• _The problem_
Return the records word for word. Any pictures in them are not part of the copy.

• _Recorded information_

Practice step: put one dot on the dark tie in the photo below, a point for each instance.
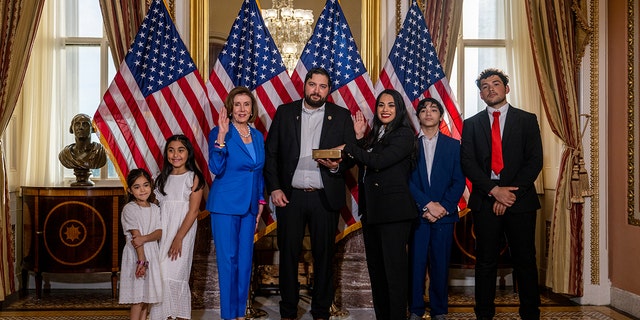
(496, 145)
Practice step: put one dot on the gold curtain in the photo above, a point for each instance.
(559, 34)
(18, 25)
(443, 18)
(121, 20)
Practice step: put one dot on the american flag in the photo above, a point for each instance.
(156, 93)
(332, 47)
(414, 70)
(250, 58)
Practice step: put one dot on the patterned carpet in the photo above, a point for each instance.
(98, 305)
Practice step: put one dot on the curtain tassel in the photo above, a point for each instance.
(584, 179)
(576, 192)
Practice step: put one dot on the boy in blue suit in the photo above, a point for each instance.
(436, 184)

• _Exercise output_
Practice step: put one dot on the dark tie in the photo below, a point for each instance.
(496, 145)
Practice step: put one dot on the gold curtain in the photo above, a point for each instance.
(559, 34)
(18, 25)
(443, 18)
(121, 20)
Practice step: put one dot on the american flag in the photo above, a point for each instance.
(156, 93)
(332, 47)
(414, 70)
(250, 58)
Practice step: put one dot on the patterned carpet in the photo above, a point for each instance.
(98, 305)
Practice step: put one dot on the curtain tassel in the photo above, a point for each instance.
(584, 179)
(576, 192)
Practice step: put one dot on the boy in blue suit in the photo above, a point for each instance.
(436, 184)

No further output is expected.